Altersmedizin
Cave: Biophosphonate
Zunehmend findet man bei Patienten, verstärkt bei älteren, Kiefernekrosen, die gerne unterschätzt werden. Ende 2003 wurde erstmalig über schwer zu therapierende Entzündungen im Kieferbereich berichtet, die auf die Anwendung von Medikamente gegen Osteoporose sowie insbesondere im Zusammenhang mit Onkologie zurückgeführt wurden. Seit nun mehr als 14 Jahren ist die Problematik der Kiefernekrose ein wichtiges Therapiefeld in der Mund-, Kiefer- und Gesichtschirurgie und Zahnmedizin geworden.
OA Dr. Dr. Sebastian Hoefert, Klinik und Poliklinik für Mund-, Kiefer- und Gesichtschirurgie, des Universitätsklinikum Tübingen, hat da seine Berufung und ganz spezielles Tätigkeitsfeld gefunden.

Gespeicherte Dateneinträge
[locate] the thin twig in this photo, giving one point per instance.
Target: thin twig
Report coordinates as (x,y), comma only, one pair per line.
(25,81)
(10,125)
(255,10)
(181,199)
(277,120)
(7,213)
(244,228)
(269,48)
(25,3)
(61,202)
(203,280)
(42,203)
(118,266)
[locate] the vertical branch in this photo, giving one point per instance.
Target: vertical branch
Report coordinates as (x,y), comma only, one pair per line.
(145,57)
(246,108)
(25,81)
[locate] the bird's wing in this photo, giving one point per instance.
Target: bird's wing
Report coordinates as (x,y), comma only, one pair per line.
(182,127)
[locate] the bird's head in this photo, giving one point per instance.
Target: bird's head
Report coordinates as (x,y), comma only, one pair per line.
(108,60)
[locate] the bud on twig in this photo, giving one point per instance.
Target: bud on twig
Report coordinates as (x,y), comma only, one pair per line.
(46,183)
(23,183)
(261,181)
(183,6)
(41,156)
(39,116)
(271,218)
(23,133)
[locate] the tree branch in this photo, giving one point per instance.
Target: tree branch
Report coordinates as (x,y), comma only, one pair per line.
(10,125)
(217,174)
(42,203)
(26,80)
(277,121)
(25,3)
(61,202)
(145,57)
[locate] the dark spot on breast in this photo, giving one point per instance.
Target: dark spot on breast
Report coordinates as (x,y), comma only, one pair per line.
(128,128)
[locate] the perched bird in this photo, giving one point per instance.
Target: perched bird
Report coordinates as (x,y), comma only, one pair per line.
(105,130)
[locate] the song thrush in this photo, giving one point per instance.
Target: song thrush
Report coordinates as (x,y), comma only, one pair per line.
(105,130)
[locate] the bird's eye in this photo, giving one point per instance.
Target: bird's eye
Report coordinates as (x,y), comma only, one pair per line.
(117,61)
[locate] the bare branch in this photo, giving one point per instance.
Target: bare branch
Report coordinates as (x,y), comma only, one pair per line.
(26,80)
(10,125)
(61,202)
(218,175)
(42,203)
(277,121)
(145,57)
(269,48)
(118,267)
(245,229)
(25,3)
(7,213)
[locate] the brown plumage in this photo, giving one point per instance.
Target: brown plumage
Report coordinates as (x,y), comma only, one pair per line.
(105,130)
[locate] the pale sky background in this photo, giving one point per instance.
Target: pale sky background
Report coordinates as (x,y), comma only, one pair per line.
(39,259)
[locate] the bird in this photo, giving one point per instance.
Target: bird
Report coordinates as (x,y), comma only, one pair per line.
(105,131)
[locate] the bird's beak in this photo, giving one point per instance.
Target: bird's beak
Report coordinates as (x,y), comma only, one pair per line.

--

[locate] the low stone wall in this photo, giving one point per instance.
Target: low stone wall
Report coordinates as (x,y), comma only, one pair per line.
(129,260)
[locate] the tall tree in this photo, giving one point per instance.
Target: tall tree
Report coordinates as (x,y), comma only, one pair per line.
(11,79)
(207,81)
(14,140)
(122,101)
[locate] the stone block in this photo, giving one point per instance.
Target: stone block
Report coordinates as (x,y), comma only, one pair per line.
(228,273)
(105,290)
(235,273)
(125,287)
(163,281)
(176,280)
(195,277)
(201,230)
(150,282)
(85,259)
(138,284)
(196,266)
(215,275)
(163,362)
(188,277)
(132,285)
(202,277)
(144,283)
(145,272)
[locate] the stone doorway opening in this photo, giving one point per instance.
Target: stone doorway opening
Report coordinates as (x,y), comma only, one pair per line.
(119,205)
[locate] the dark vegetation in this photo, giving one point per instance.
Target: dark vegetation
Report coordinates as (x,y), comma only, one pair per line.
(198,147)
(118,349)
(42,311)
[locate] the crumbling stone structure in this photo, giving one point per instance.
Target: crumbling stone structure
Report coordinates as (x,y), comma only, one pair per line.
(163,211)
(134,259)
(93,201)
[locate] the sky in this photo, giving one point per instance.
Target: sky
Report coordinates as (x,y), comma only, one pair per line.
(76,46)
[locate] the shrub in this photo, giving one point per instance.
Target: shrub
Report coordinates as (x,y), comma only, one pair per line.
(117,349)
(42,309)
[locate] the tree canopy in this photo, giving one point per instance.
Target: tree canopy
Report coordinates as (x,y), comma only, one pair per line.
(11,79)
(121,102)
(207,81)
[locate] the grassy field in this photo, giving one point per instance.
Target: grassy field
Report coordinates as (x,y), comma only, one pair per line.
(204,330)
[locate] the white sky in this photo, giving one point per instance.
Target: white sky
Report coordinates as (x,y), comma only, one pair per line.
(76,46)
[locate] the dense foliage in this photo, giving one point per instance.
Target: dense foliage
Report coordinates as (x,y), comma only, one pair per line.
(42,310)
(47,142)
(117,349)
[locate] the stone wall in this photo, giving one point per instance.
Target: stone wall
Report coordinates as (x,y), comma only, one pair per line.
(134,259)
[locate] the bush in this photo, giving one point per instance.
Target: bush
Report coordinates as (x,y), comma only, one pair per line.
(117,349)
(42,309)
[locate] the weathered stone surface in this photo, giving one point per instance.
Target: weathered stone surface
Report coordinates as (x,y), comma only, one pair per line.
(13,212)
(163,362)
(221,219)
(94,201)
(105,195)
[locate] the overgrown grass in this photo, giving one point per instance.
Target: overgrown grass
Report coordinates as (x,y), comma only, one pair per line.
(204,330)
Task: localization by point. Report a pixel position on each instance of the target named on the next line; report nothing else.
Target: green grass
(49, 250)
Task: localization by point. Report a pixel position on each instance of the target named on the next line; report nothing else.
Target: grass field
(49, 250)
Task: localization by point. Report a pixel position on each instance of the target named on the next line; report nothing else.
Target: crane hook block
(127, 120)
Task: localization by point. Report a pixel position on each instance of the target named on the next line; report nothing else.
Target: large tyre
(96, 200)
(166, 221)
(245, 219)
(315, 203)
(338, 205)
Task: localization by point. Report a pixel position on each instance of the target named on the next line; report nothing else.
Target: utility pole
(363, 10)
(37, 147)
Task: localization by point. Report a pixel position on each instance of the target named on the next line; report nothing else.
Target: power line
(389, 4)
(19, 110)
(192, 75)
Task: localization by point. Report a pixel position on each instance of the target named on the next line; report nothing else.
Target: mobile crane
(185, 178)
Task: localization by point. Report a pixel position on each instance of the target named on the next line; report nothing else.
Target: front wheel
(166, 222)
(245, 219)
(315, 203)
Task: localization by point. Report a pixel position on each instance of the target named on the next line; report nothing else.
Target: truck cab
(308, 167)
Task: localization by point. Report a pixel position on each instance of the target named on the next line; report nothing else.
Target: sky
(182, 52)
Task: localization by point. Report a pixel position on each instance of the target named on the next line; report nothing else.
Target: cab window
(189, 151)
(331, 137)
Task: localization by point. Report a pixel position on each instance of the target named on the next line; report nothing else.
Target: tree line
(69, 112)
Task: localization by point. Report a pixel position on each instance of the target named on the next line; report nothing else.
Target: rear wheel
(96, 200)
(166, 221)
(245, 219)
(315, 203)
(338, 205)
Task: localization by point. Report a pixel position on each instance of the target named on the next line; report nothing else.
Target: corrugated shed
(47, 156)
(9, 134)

[Übungsziel] Erklären Sie in ein bis drei Sätzen, worauf die Ende 2003 erstmals beschriebenen Entzündungen im Kieferbereich laut dem Text über Kiefernekrosen zurückgeführt wurden. Für die Bearbeitung werden die Zeilen nicht benötigt.

[Musterlösung] Die schwer zu therapierenden Entzündungen im Kieferbereich wurden auf die Anwendung von Medikamenten gegen Osteoporose zurückgeführt. Dies galt insbesondere im Zusammenhang mit der Onkologie.